● **Text provided**
-- start --
Skip to content

CVE-2017-13868: Information leak of uninitialized kernel heap data in XNU.

Notifications You must be signed in to change notification settings

bazad/ctl_ctloutput-leak

Folders and files

NameName
Last commit message
Last commit date

Latest commit

 

History

6 Commits
 
 
 
 
 
 

Repository files navigation

ctl_ctloutput-leak

The ctl_ctloutput function in macOS High Sierra 10.13 ignores the return value of a call to sooptcopyin, which opens up a race window to leak uninitialized kernel heap data to user space. ctl_ctloutput-leak is a proof-of-concept exploit that attempts to trigger this information leak. Exploitation requires root privileges.

This exploit has been confirmed to work on macOS High Sierra 10.13.1 Beta 17B25c and iOS 10.1.1 14B100 (under mach_portal).

The vulnerability: CVE-2017-13868

Here is the relevant part of ctl_ctloutput on macOS High Sierra 10.13:

if (sopt->sopt_valsize && sopt->sopt_val) {
	MALLOC(data, void *, sopt->sopt_valsize, M_TEMP,	// (a) data is allocated
		M_WAITOK);					//     without M_ZERO.
	if (data == NULL)
		return (ENOMEM);
	/*
	 * 4108337 - copy user data in case the
	 * kernel control needs it
	 */
	error = sooptcopyin(sopt, data,				// (b) sooptcopyin() is
		sopt->sopt_valsize, sopt->sopt_valsize);	//     called to fill the
}								//     buffer; the return
len = sopt->sopt_valsize;					//     value is ignored.
-- end --
● **Dataset**
-- start --
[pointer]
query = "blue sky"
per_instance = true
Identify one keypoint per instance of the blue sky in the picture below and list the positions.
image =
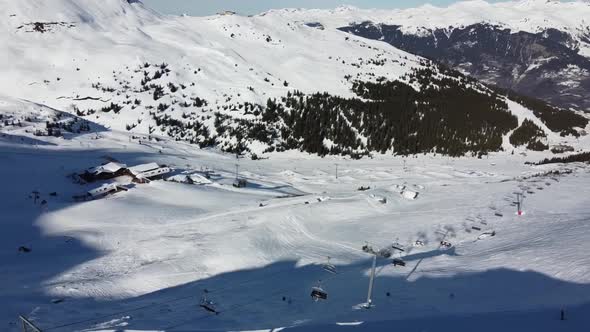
-- end --
● **Required actions**
1. According to the ctl_ctloutput-leak page, what privileges does exploitation require?
2. Return the passage from the ctl_ctloutput-leak page starting at "Repository files navigation" and ending at "14B100 (under mach_portal).".

● **Expected outputs**
1. Root privileges.

2.
Repository files navigation

ctl_ctloutput-leak

The ctl_ctloutput function in macOS High Sierra 10.13 ignores the return value of a call to sooptcopyin, which opens up a race window to leak uninitialized kernel heap data to user space. ctl_ctloutput-leak is a proof-of-concept exploit that attempts to trigger this information leak. Exploitation requires root privileges.

This exploit has been confirmed to work on macOS High Sierra 10.13.1 Beta 17B25c and iOS 10.1.1 14B100 (under mach_portal).